- _SHORT PROBLEM_
How many of the lines below contain the string "every", matching case exactly? Reply with the number alone.

- _ITEMS_
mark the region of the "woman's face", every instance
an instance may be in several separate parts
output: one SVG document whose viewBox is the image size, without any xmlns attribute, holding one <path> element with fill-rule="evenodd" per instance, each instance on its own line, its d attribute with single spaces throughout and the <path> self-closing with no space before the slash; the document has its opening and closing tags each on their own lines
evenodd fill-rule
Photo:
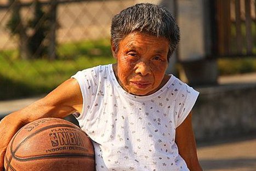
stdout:
<svg viewBox="0 0 256 171">
<path fill-rule="evenodd" d="M 117 60 L 115 73 L 124 89 L 134 95 L 146 95 L 162 86 L 169 43 L 166 38 L 136 32 L 120 41 L 117 52 L 112 45 Z"/>
</svg>

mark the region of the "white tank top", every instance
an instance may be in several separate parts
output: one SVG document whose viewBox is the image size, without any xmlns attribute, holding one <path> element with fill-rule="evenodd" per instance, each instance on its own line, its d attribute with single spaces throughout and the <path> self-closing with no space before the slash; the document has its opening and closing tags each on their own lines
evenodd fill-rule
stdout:
<svg viewBox="0 0 256 171">
<path fill-rule="evenodd" d="M 171 75 L 158 91 L 135 96 L 120 86 L 112 64 L 72 77 L 82 92 L 77 118 L 93 141 L 96 170 L 189 170 L 178 153 L 175 129 L 198 92 Z"/>
</svg>

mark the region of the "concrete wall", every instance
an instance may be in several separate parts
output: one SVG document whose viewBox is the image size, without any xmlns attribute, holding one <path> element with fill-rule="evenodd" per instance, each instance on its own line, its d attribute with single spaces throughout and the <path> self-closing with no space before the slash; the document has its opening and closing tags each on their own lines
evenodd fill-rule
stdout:
<svg viewBox="0 0 256 171">
<path fill-rule="evenodd" d="M 219 139 L 256 132 L 256 84 L 197 89 L 193 109 L 197 140 Z"/>
</svg>

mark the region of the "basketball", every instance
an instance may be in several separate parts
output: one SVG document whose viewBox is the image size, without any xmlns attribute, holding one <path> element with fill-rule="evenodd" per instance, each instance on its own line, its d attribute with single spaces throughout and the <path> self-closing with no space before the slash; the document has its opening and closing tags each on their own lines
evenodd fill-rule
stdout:
<svg viewBox="0 0 256 171">
<path fill-rule="evenodd" d="M 31 122 L 13 137 L 4 167 L 9 170 L 95 170 L 94 151 L 87 135 L 62 119 Z"/>
</svg>

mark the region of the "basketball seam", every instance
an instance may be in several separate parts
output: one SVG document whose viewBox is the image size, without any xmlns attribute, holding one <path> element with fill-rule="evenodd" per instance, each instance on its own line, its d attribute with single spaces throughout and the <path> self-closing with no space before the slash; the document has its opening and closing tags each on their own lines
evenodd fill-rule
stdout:
<svg viewBox="0 0 256 171">
<path fill-rule="evenodd" d="M 41 132 L 41 131 L 43 131 L 43 130 L 44 130 L 45 129 L 47 129 L 48 128 L 54 128 L 54 127 L 69 127 L 69 128 L 74 128 L 74 129 L 76 129 L 77 130 L 81 130 L 79 128 L 77 128 L 75 126 L 70 126 L 70 125 L 69 125 L 69 124 L 55 124 L 55 125 L 52 125 L 52 126 L 47 126 L 45 127 L 43 127 L 43 128 L 42 128 L 38 130 L 37 130 L 37 131 L 36 131 L 35 133 L 31 134 L 31 135 L 30 135 L 29 136 L 28 136 L 27 138 L 26 138 L 21 142 L 20 143 L 20 144 L 19 144 L 19 145 L 16 147 L 16 149 L 13 152 L 12 150 L 11 150 L 11 152 L 12 153 L 13 153 L 13 154 L 14 154 L 15 153 L 15 152 L 19 149 L 19 148 L 23 145 L 23 144 L 24 144 L 28 139 L 29 139 L 30 138 L 31 138 L 32 136 L 34 136 L 35 135 L 36 135 L 38 133 Z M 83 132 L 83 131 L 82 131 L 83 133 L 84 133 L 86 134 L 84 132 Z M 16 134 L 17 135 L 17 134 Z M 13 142 L 16 137 L 16 135 L 15 135 L 15 136 L 14 137 L 14 138 L 13 139 L 13 141 L 12 142 Z M 13 143 L 12 143 L 12 145 L 13 144 Z M 11 146 L 11 149 L 12 149 L 12 145 Z"/>
<path fill-rule="evenodd" d="M 45 158 L 65 158 L 65 157 L 83 157 L 83 158 L 88 158 L 90 159 L 94 159 L 94 155 L 91 154 L 73 154 L 73 153 L 62 153 L 62 154 L 58 154 L 58 155 L 49 155 L 48 156 L 37 156 L 26 158 L 19 158 L 16 156 L 13 156 L 13 158 L 16 160 L 20 162 L 27 162 L 33 160 L 37 160 L 41 159 L 45 159 Z"/>
</svg>

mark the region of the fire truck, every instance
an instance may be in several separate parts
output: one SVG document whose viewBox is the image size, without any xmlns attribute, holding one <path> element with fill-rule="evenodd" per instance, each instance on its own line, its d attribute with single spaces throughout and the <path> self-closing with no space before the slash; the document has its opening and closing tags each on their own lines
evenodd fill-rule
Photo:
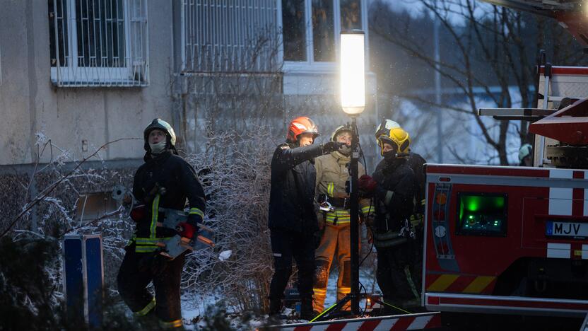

- _EXERCISE OUTPUT_
6